Short exercise -
Reproduce all of the following records, replacing every occurrence of "Target" with "Label" and leaving the rest unchanged.

Extracted data entries:
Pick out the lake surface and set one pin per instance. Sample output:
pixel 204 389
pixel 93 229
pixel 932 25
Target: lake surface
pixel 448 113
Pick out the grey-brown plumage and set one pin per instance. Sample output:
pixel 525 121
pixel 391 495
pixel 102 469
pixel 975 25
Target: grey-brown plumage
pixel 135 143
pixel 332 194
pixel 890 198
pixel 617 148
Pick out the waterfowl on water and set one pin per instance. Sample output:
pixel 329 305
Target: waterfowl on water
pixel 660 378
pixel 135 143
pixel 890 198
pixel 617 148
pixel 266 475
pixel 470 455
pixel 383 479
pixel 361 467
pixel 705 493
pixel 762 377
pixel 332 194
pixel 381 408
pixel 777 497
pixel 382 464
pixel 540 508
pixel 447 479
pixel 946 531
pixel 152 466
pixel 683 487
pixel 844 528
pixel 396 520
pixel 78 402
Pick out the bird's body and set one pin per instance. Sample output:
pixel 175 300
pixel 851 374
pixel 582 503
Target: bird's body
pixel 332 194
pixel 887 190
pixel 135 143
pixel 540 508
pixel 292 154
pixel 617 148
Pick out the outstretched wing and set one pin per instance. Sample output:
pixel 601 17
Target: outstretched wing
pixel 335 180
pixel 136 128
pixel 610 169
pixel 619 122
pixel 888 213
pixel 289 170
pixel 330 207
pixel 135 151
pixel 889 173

Exercise answer -
Pick out the lake surface and set one pin per instance. Sample output:
pixel 204 389
pixel 93 229
pixel 932 25
Label: lake surface
pixel 448 113
Pick out the grey-brown plumage and set one pin per instance. Sample output:
pixel 525 121
pixel 391 495
pixel 102 469
pixel 975 25
Label: grey-brown plumage
pixel 135 143
pixel 332 194
pixel 890 198
pixel 617 148
Pick out the waterfowl on water and set one pin per instance. Sample output:
pixel 329 305
Label: waterfowl on water
pixel 660 378
pixel 135 143
pixel 890 198
pixel 617 148
pixel 266 475
pixel 470 455
pixel 383 479
pixel 361 467
pixel 705 493
pixel 762 377
pixel 332 194
pixel 381 408
pixel 777 497
pixel 382 464
pixel 540 508
pixel 447 479
pixel 946 531
pixel 152 466
pixel 683 487
pixel 844 528
pixel 396 520
pixel 78 402
Pick out the bird's body and set one pin per instance. Sample output:
pixel 175 300
pixel 851 374
pixel 582 503
Label: bird's body
pixel 332 194
pixel 887 190
pixel 135 143
pixel 540 508
pixel 292 154
pixel 617 148
Pick out the outstretched wing and set one pin per instance. Sample output:
pixel 601 17
Label: outstretched wing
pixel 335 180
pixel 136 128
pixel 610 169
pixel 619 122
pixel 888 213
pixel 289 170
pixel 330 207
pixel 135 151
pixel 889 173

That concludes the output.